[GIVEN INSTRUCTION 1]:
Condense the paragraph beginning "De Brunhoff also differentiates" in the passage on Marx's theory of money below into a short bulleted list that keeps its main facts.

[PASSAGE GIVEN]:
────────────────────
Marx develops a general theory of the circulation of commodities and money. By contrast, capitalism develops institutions such as Banks and money such as credit, which are specifically designed for the needs of capitalism. Marx delays detailed treatment of these until Volume 3.

“One becomes unable to see how the general laws of monetary circulation continue to function in the capitalist form of production where there is a special monetary circulation, that of credit” (SBD, p. 20)

The three essential functions of money (measure of value, medium of circulation, money – object of demand) are spelt out in detail by Marx in both Critique Ch 2 and Capital Ch 3. De Brunhoff argues that all three of these functions have to be taken together as an ensemble “which in their entirety constitute the general theory of money” (p. 20) She criticises Hilferding’s Finance Capital for discussing inconvertible paper and credit before discussing the role of money hoarding, a part of Marx’s third function of money. “The monetary theory of credit involves a knowledge of the role of hoarding”. She argues that Hilferding makes a grave error in discussing capitalist money before outlining the entire general theory of money. (pp. 20-21)

The Good Abstraction

We have already explained the difference between a simple commodity economy and capitalism.

De Brunhoff also differentiates between a barter economy and a monetary economy. Once production transcends individual needs then, in becoming social, it involves exchange. The simple commodity economy that Marx discusses transcends barter and uses money for exchange. Once gold money emerges as always useful or the “god of commodities” (Marx) or as the universal equivalent then hoarding of this precious substance will follow. Hoarding becomes one of the essential functions of money (categorised under money as money). Marx chooses his starting point (private commodity production and exchange of commodities using money) because it is a “good abstraction” for explaining the fundamentals and subsequent development of capitalism.

“In simple circulation one studies the ebb and flow of money in relation to other commodities; this abstraction has the appearance of a visible datum, with all the brilliance and solidity of metal. In contrast, the network of debts and credits which Marx rejects as a starting point for the analysis of money, forms an immaterial circuit in which reciprocal obligations and rights confront and counterbalance one another. Why does the “good abstraction” take as its initial object the metallic material of money and not some of the elements already spontaneously abstracted by the very process of monetary circulation”? (De Brunhoff, p. 22)

This is because Marx begins his analysis of capitalism with the commodity and traces the origin of money back to the commodity. Gold emerges as the most suitable commodity to play the role of money. Furthermore, gold as the general equivalent of money excludes other commodities as the general equivalent. “It has a socially validated monopoly of equivalence, and this is what characterises its social function as money.” (De Brunhoff, p. 23)

Marx’s method here in choosing a metal as money is a good example of ascending to the concrete, as part of his dialectical approach. It could also be seen as utilising an object to think with. This was also a strategy employed by Seymour Papert, a modern day computer scientist and learning theorist in developing the logo programming language which features a turtle as an object to think with (reference). From the latter perspective a simple commodity economy as explained by Marx could be programmed fairly easily in today’s visual programming languages such as Scratch, Build Your Own Blocks or Kedama depending on the level of complexity required. This could be done up to the point of illustrating Marx’s quantity of money theorem depending on the price of commodities (directly) and the velocity of money (inversely).
────────────────────
[ENTRIES]:
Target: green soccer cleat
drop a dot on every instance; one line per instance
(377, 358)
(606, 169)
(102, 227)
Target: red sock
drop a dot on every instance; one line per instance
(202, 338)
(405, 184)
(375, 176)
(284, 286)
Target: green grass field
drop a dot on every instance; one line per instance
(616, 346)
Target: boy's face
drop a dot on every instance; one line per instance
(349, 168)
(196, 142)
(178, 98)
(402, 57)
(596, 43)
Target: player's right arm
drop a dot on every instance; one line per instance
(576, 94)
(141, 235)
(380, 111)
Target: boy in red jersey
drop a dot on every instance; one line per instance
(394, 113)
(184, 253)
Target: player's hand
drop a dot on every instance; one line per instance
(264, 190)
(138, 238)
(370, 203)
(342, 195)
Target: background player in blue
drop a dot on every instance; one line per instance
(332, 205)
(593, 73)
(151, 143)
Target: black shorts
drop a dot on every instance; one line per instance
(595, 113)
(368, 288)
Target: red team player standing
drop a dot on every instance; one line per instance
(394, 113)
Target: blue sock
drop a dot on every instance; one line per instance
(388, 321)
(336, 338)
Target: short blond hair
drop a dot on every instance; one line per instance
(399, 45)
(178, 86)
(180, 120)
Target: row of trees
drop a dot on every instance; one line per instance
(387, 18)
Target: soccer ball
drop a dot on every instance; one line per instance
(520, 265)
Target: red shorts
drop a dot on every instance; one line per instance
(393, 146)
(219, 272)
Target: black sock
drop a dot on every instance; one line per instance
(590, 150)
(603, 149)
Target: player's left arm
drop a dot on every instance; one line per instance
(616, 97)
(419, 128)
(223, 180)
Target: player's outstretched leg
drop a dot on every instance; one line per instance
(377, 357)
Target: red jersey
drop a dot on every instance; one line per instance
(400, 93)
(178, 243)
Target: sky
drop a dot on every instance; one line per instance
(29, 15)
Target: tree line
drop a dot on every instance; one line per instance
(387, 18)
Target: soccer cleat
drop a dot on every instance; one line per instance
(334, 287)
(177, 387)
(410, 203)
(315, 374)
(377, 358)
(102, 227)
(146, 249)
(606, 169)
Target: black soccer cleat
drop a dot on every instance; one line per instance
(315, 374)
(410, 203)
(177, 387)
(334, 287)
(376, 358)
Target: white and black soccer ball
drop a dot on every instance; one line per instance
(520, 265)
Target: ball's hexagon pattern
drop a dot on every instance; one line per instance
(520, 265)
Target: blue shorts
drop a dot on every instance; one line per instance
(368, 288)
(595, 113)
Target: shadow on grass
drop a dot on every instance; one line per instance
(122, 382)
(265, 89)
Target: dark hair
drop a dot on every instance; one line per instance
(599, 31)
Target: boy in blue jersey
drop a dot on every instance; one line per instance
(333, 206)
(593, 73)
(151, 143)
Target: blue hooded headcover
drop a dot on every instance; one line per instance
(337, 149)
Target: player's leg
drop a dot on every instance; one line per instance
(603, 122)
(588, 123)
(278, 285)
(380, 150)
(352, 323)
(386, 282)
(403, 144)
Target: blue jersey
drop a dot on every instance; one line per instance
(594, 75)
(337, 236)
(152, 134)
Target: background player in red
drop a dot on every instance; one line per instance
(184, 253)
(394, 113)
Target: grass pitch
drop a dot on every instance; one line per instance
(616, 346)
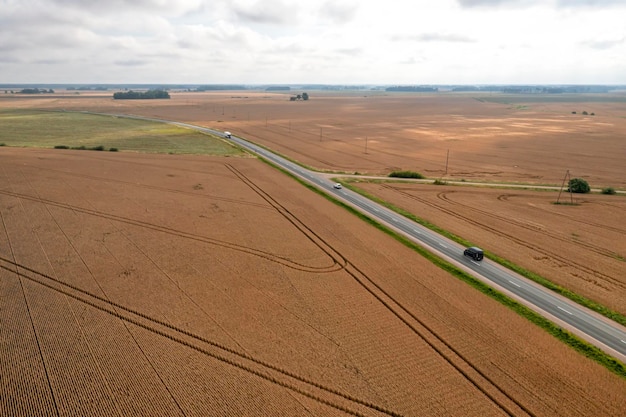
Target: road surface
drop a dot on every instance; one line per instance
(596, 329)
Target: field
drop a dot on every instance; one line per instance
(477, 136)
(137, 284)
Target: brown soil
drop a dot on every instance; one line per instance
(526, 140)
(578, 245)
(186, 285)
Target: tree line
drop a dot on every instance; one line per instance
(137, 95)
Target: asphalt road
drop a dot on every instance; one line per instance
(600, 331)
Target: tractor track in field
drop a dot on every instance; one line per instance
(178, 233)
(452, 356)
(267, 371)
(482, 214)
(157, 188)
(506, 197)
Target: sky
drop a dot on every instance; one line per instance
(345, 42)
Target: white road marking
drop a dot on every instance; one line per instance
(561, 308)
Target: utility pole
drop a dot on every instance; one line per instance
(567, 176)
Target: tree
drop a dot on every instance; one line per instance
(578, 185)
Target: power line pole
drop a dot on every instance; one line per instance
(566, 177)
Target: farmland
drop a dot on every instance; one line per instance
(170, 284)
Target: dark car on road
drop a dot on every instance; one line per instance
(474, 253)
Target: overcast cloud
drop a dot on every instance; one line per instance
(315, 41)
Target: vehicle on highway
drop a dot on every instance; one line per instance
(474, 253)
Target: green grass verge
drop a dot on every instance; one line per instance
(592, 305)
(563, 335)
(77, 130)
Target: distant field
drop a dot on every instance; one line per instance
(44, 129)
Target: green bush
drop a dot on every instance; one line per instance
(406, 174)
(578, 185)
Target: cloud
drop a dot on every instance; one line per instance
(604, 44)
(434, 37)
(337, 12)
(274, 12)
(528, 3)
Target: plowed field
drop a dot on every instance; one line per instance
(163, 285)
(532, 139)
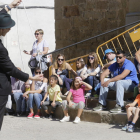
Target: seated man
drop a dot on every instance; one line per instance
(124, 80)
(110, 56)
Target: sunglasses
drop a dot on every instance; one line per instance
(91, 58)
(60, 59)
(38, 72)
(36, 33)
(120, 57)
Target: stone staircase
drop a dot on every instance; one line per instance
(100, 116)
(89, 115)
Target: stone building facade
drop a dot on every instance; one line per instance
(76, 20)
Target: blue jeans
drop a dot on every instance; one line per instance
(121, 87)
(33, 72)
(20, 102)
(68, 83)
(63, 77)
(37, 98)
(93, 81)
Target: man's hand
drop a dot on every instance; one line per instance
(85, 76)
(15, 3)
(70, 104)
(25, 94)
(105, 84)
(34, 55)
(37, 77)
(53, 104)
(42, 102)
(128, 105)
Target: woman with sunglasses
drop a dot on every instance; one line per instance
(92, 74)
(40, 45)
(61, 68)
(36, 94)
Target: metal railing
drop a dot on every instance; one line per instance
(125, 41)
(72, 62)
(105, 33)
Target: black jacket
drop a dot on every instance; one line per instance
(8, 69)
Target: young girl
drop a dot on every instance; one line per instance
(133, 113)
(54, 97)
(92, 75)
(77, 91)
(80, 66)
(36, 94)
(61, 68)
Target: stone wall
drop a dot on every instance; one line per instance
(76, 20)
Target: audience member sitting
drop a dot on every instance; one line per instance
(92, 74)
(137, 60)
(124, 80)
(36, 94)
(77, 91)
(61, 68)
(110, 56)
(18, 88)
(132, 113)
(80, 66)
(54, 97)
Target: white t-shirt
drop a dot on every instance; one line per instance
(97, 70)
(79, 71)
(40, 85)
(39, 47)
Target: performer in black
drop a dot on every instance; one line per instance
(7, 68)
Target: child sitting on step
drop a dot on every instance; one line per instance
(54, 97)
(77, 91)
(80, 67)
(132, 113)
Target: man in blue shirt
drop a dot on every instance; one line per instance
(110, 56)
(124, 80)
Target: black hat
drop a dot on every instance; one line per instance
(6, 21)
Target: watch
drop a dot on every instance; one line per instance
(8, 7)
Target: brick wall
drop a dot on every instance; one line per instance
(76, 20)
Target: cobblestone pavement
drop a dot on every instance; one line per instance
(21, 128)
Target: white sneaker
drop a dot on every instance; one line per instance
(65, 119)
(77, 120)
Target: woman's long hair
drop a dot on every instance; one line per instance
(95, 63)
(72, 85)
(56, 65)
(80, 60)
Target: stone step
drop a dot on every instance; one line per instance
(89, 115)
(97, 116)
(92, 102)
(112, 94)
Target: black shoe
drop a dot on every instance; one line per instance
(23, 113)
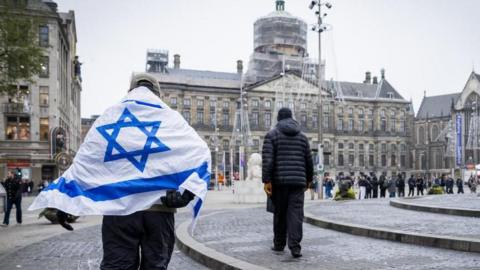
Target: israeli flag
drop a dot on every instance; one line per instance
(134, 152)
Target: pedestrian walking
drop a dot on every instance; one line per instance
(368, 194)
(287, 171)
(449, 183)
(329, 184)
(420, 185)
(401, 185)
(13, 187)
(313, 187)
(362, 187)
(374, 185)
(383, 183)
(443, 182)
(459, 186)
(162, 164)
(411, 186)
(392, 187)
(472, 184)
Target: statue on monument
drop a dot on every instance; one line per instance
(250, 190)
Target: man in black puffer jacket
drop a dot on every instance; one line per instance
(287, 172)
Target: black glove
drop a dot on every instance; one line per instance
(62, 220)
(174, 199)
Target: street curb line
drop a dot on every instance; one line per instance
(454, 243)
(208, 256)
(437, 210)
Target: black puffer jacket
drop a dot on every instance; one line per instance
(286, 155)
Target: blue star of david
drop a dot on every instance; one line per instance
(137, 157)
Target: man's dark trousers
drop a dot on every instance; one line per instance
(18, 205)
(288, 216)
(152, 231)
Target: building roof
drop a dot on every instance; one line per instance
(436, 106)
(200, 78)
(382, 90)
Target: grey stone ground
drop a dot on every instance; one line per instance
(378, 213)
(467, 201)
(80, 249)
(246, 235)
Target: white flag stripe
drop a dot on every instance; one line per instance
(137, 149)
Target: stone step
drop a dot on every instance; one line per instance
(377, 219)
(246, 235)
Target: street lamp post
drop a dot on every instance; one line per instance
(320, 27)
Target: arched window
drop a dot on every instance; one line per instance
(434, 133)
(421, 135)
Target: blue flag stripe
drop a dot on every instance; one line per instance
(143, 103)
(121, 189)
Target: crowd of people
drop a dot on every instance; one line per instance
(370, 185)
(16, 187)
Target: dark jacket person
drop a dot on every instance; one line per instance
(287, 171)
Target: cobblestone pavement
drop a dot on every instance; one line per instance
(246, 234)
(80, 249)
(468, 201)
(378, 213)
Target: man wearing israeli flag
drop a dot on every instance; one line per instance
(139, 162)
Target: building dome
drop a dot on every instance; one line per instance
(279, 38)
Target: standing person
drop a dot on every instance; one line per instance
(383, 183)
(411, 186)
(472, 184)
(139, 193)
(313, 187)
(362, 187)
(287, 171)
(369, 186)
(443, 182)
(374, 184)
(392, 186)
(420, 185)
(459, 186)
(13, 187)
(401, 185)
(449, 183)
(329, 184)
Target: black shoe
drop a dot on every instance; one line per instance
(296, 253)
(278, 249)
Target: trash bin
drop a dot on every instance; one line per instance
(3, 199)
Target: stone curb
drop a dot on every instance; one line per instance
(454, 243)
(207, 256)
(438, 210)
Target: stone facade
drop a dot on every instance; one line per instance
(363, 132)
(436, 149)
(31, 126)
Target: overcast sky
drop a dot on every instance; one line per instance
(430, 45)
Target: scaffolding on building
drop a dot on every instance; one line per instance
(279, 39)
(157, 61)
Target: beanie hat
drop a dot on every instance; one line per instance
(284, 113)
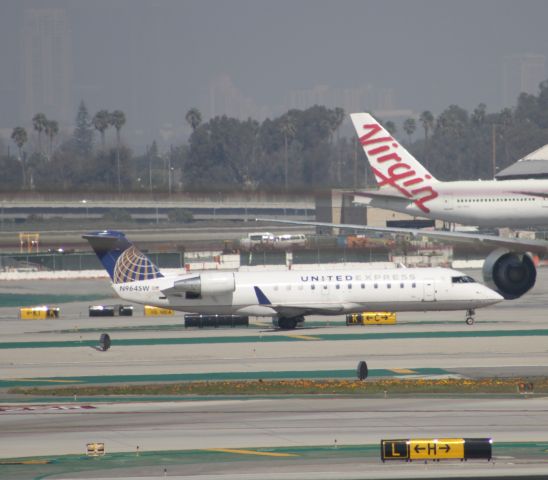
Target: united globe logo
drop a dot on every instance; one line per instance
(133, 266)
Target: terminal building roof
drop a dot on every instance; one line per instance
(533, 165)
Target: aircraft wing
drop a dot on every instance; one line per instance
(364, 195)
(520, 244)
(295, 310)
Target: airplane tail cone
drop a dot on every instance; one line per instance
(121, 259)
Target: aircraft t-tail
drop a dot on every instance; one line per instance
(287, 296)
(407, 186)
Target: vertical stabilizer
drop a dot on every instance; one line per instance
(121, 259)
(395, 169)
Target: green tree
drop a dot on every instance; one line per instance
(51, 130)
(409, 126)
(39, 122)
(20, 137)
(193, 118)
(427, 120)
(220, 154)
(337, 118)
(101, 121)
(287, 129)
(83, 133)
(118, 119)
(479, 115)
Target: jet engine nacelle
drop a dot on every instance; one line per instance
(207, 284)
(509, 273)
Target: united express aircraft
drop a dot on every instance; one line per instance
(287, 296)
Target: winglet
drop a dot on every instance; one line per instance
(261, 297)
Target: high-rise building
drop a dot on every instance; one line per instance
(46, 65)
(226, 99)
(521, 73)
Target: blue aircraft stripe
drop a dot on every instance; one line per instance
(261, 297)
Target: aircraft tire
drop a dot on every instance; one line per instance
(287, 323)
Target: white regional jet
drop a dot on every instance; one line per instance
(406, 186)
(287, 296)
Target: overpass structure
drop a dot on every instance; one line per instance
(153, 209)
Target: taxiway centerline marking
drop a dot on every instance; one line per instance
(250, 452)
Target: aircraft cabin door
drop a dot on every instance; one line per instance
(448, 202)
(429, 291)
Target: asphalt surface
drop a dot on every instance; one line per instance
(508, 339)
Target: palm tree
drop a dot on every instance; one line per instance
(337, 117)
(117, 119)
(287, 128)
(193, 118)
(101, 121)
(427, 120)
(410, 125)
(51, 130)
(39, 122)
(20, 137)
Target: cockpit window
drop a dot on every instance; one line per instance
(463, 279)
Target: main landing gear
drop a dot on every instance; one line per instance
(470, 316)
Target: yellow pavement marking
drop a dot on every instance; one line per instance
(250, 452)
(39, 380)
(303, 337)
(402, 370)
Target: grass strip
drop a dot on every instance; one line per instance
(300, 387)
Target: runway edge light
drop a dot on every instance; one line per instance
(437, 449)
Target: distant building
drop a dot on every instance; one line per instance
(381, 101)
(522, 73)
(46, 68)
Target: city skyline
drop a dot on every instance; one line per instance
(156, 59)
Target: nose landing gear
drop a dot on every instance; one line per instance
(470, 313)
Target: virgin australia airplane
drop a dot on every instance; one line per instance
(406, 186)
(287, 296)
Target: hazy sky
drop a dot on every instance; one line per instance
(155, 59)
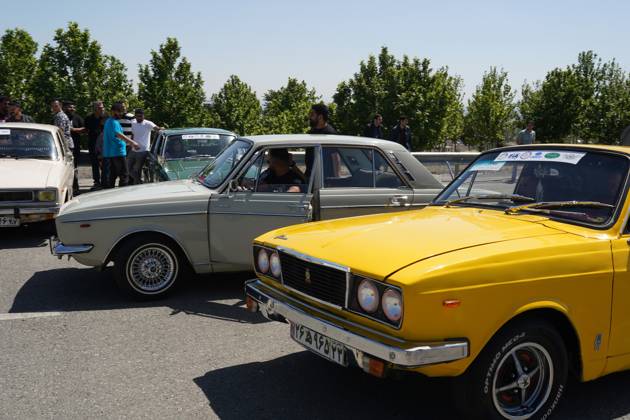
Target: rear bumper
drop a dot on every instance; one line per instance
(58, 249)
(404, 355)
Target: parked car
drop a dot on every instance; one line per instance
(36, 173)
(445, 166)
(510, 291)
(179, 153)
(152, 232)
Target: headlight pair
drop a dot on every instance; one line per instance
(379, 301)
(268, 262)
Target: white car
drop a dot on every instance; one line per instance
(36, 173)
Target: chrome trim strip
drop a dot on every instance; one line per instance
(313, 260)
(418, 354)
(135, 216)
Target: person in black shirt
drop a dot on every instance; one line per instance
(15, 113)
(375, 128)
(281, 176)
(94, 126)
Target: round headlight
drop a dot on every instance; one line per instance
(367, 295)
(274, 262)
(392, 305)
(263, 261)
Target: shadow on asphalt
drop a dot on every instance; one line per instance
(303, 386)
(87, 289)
────────────────────
[GIVEN INSTRUCTION 2]:
Locate every line of the records that contains the string "jacket", treating case as significant, and copy each such line.

[EXERCISE RESPONSE 1]:
- De Brunhoff distinguishes a barter economy from a monetary economy.
- Once production goes beyond individual needs and becomes social, it involves exchange.
- Marx's simple commodity economy goes beyond barter and uses money for exchange.
- When gold becomes the universal equivalent, or the "god of commodities," hoarding of it follows. Hoarding is one of the essential functions of money, classed under money as money.
- Marx starts from private commodity production and money-based exchange because it is a "good abstraction" for explaining the fundamentals and later development of capitalism.

[EXERCISE RESPONSE 2]:
Target: black jacket
Target: man in black puffer jacket
Target: black puffer jacket
Target: dark jacket person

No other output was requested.